▶ Consegna A:
Estrai dalle voci qui sotto ogni riga che contiene la parola "green".

▶ Testo di lettura:
((

Ascoltatemi bene, banda di snob. George Morton-Clark, nato nel 1982 a Tooting, nel sud di Londra, è la rappresentazione esatta di ciò che l’arte contemporanea britannica può produrre di più destabilizzante quando si libera dalle convenzioni accademiche. Le sue immense tele non preparate, popolate da personaggi di cartoni animati familiari, costituiscono una proposta artistica che merita attenzione, anche solo per capire come questo ex studente di animazione del Surrey Institute of Art and Design si sia imposto come uno degli artisti più singolari della sua generazione. Se pensate che le sue opere siano solo scarabocchi infantili sovradimensionati, vi sbagliate. Morton-Clark manipola i nostri ricordi collettivi con una virtuosità che farebbe invidia a qualsiasi psicoanalista junghiano.
Al centro del suo lavoro c’è una dicotomia affascinante tra la familiarità rassicurante dei personaggi dei cartoon e la loro deformazione espressionista. Topolino, Paperino o Bart Simpson emergono sulle sue tele come spettri della nostra infanzia collettiva, ma sono sistematicamente sottoposti a un processo di decostruzione che li trasforma in creature inquietanti. Questo ricorda ciò che Walter Benjamin evocava nel suo saggio “L’opera d’arte nell’epoca della sua riproducibilità tecnica”: la tensione tra l’originale e la sua riproduzione, tra l’autentico e il simulacro. Morton-Clark porta questa riflessione oltre creando opere che sono simultaneamente familiari e estranee, come se queste icone pop fossero passate attraverso il filtro di un incubo espressionista.
L’artista utilizza olio, acrilico e carboncino su tele grezze, non preparate, creando composizioni in cui la spontaneità del gesto convive con un’indiscutibile maestria tecnica. Questo approccio ricorda le teorie di Theodor Adorno sulla dialettica tra tecnica ed espressione nell’arte moderna. Le linee vigorose e i colori saturi di Morton-Clark creano una danza visiva straordinaria che trasmette una sensazione di immediatezza e vitalità quasi nietzschiana, per riprendere l’analisi pertinente di Pedro Medina Reinón.
La sua tecnica del “doodling aesthetic” (estetica dello scarabocchio), come definita da Forbes, rivela un’immediatezza sorprendente tra l’immagine mentale e la sua materializzazione. Questo approccio riecheggia le riflessioni di Roland Barthes sul disegno come “prima forma dell’idea generata nella mente dell’artista”. Morton-Clark porta questa nozione al limite, creando opere che sembrano perpetuamente in corso d’opera, in uno stato di flusso costante tra schizzo e finitura. Questa tensione creativa è particolarmente visibile nei suoi grandi formati, dove i personaggi sembrano lottare per mantenere la loro integrità di fronte agli assalti dell’astrazione.

))

▶ Consegna B:
Secondo il testo su George Morton-Clark, perché sbaglia chi considera le sue opere solo scarabocchi infantili sovradimensionati?

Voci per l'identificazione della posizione
((

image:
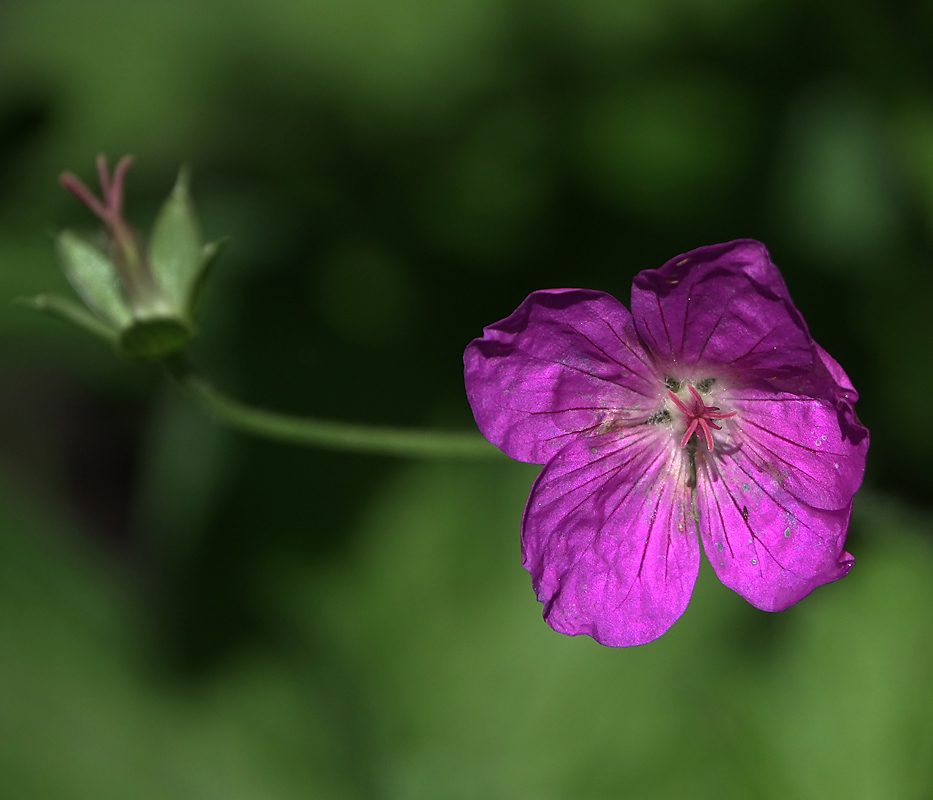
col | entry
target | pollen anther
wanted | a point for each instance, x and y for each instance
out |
(699, 417)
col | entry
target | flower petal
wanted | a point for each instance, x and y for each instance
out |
(609, 538)
(802, 443)
(765, 544)
(723, 307)
(567, 360)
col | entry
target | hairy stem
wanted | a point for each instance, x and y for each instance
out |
(328, 434)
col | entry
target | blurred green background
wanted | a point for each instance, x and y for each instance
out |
(187, 613)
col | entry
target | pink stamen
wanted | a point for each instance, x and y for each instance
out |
(700, 417)
(110, 212)
(131, 266)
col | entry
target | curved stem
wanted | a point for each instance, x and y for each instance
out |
(326, 433)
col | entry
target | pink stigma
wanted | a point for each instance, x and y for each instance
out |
(701, 417)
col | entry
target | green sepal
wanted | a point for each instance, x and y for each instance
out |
(209, 254)
(154, 338)
(94, 277)
(175, 251)
(68, 311)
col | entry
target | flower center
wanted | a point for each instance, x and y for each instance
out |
(699, 417)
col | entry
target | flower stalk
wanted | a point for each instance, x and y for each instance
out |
(328, 434)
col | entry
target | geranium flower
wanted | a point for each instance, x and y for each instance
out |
(707, 414)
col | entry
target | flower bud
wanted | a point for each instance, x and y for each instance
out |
(145, 304)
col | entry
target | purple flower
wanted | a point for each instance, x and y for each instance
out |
(707, 410)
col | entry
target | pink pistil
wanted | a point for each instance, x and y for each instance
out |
(127, 259)
(700, 417)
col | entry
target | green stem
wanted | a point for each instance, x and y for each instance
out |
(326, 433)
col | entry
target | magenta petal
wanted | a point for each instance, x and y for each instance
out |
(763, 543)
(609, 539)
(799, 443)
(723, 307)
(567, 360)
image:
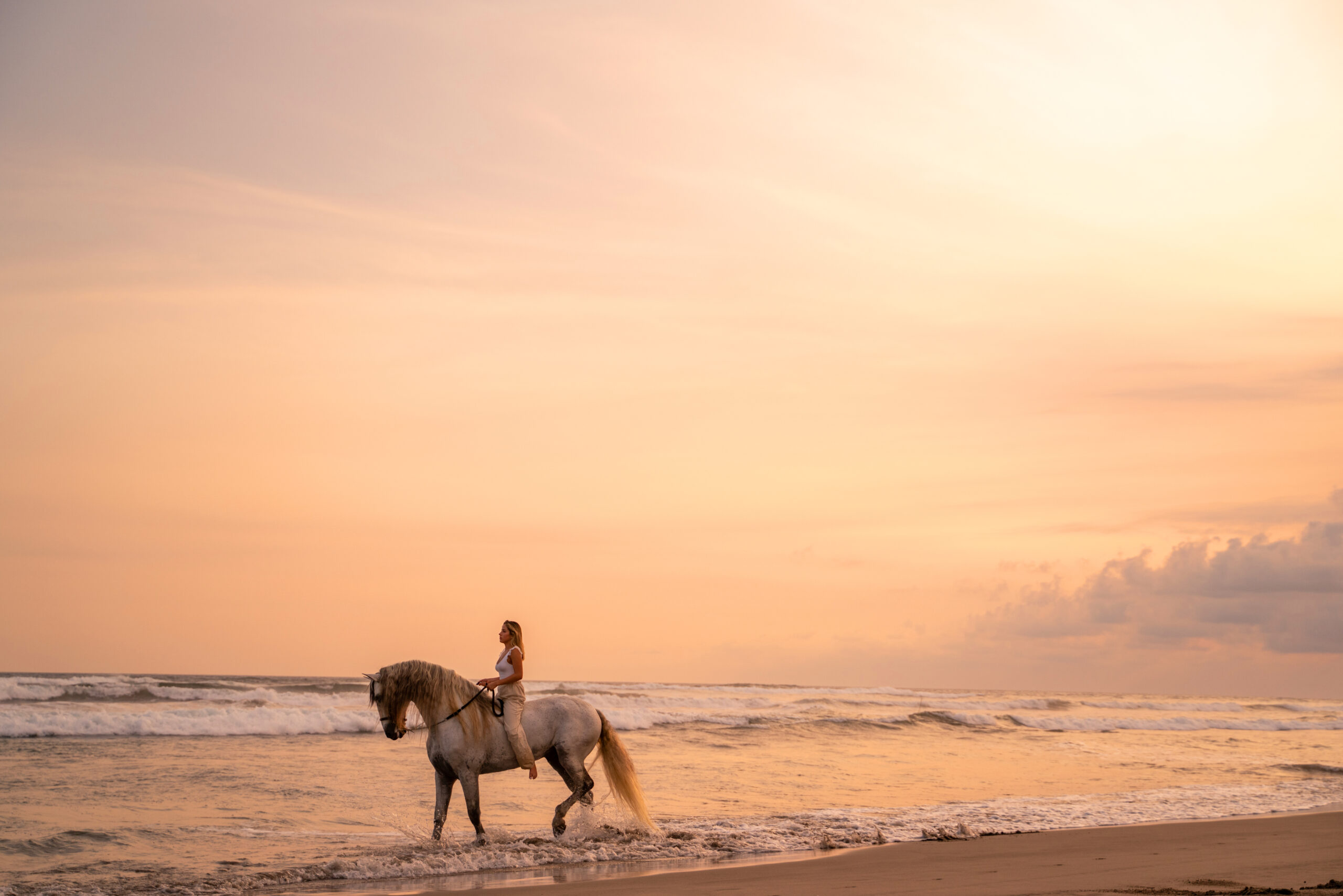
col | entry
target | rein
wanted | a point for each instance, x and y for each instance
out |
(495, 701)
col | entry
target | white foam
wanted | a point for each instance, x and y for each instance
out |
(1174, 723)
(590, 840)
(1164, 706)
(206, 720)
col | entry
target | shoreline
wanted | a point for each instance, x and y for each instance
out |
(1179, 858)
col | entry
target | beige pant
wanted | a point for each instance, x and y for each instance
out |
(514, 698)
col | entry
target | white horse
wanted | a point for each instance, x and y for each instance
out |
(466, 741)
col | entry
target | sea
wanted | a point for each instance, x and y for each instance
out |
(130, 784)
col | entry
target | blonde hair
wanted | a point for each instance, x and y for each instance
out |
(516, 631)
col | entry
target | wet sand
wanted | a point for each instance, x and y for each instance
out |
(1283, 852)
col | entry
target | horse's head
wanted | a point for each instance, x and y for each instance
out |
(391, 708)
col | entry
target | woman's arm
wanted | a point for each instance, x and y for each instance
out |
(516, 676)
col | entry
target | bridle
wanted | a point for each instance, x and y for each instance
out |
(496, 710)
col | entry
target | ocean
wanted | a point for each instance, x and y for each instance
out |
(125, 784)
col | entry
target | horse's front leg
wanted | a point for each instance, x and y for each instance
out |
(444, 781)
(472, 790)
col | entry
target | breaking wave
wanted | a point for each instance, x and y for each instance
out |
(35, 706)
(188, 722)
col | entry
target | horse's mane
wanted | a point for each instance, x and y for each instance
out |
(435, 691)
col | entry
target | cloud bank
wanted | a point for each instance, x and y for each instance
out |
(1284, 595)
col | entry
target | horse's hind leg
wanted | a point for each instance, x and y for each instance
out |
(472, 790)
(574, 772)
(554, 758)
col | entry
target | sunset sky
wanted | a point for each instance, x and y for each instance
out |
(919, 344)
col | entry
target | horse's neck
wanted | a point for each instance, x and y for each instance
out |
(430, 699)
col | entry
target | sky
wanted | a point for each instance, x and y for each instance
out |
(919, 344)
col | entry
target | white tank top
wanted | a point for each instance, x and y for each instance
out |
(504, 667)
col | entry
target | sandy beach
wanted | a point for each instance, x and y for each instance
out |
(1179, 859)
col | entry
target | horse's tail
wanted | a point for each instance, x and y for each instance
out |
(624, 780)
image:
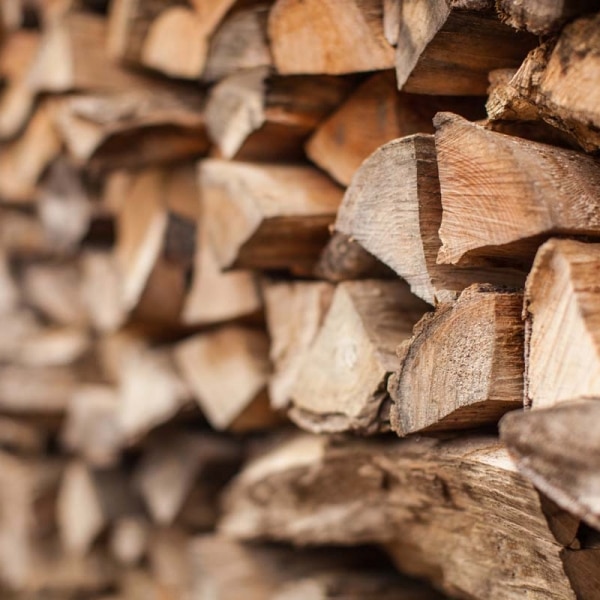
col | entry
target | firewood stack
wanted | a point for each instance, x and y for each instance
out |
(271, 274)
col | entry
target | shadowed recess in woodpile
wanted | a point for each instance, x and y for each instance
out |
(299, 299)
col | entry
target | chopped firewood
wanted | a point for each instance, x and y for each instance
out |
(449, 46)
(341, 384)
(267, 216)
(215, 296)
(228, 372)
(418, 497)
(97, 127)
(295, 312)
(129, 539)
(224, 566)
(554, 449)
(320, 37)
(513, 195)
(393, 210)
(344, 259)
(91, 428)
(254, 116)
(23, 160)
(557, 84)
(561, 311)
(373, 115)
(172, 466)
(240, 43)
(463, 367)
(542, 16)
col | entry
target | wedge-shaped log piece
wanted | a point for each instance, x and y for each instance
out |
(291, 338)
(267, 216)
(562, 310)
(240, 43)
(254, 116)
(557, 449)
(393, 210)
(418, 496)
(542, 16)
(557, 83)
(373, 115)
(319, 36)
(463, 366)
(450, 46)
(227, 371)
(342, 382)
(225, 567)
(501, 196)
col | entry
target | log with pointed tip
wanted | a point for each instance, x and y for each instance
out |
(393, 209)
(502, 196)
(562, 312)
(449, 46)
(342, 382)
(267, 216)
(463, 367)
(558, 451)
(319, 36)
(418, 497)
(557, 83)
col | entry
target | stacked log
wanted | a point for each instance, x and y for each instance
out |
(299, 299)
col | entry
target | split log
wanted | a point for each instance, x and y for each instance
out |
(562, 312)
(557, 84)
(418, 497)
(514, 194)
(554, 449)
(341, 384)
(449, 46)
(463, 367)
(23, 160)
(344, 259)
(254, 116)
(542, 16)
(228, 372)
(292, 338)
(100, 129)
(319, 37)
(224, 567)
(393, 209)
(373, 115)
(172, 466)
(240, 43)
(267, 216)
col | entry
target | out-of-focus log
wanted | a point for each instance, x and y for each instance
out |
(463, 367)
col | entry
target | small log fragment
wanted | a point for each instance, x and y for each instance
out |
(448, 47)
(514, 194)
(542, 16)
(267, 216)
(557, 84)
(562, 312)
(393, 210)
(373, 115)
(554, 449)
(256, 116)
(228, 372)
(418, 497)
(171, 466)
(284, 573)
(341, 384)
(463, 367)
(291, 338)
(319, 37)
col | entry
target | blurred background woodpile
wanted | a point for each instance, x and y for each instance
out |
(272, 272)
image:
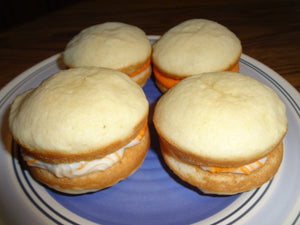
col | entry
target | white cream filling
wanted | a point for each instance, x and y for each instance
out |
(80, 168)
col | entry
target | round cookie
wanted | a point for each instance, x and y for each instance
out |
(216, 121)
(77, 118)
(192, 47)
(114, 45)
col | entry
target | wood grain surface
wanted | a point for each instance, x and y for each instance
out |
(268, 29)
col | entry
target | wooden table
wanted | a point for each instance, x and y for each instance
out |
(268, 29)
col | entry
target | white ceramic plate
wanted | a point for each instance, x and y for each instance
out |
(152, 195)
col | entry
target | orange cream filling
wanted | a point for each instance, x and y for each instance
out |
(169, 82)
(247, 169)
(84, 167)
(141, 69)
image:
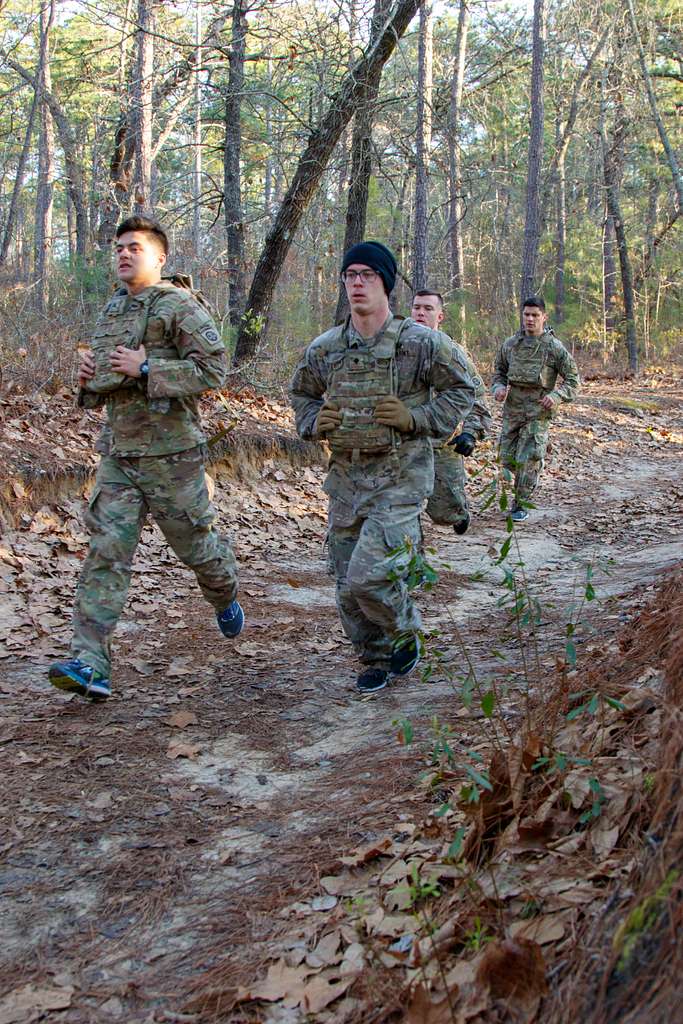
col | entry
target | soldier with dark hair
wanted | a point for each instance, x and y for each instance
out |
(525, 375)
(378, 388)
(155, 350)
(447, 504)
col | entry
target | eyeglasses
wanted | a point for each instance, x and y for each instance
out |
(348, 276)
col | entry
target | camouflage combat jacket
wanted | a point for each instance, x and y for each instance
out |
(426, 365)
(479, 421)
(532, 365)
(186, 356)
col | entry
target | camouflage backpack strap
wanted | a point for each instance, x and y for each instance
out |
(359, 377)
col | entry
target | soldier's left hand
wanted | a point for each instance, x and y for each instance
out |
(128, 360)
(392, 412)
(464, 443)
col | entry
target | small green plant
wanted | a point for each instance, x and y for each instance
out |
(477, 937)
(417, 889)
(642, 920)
(599, 798)
(356, 904)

))

▶ Risposta attesa A:
target | blurred green background
target | green sepal
target | green stem
target | small green plant

▶ Risposta attesa B:
Sbaglia perché Morton-Clark manipola i nostri ricordi collettivi con una virtuosità che farebbe invidia a qualsiasi psicoanalista junghiano.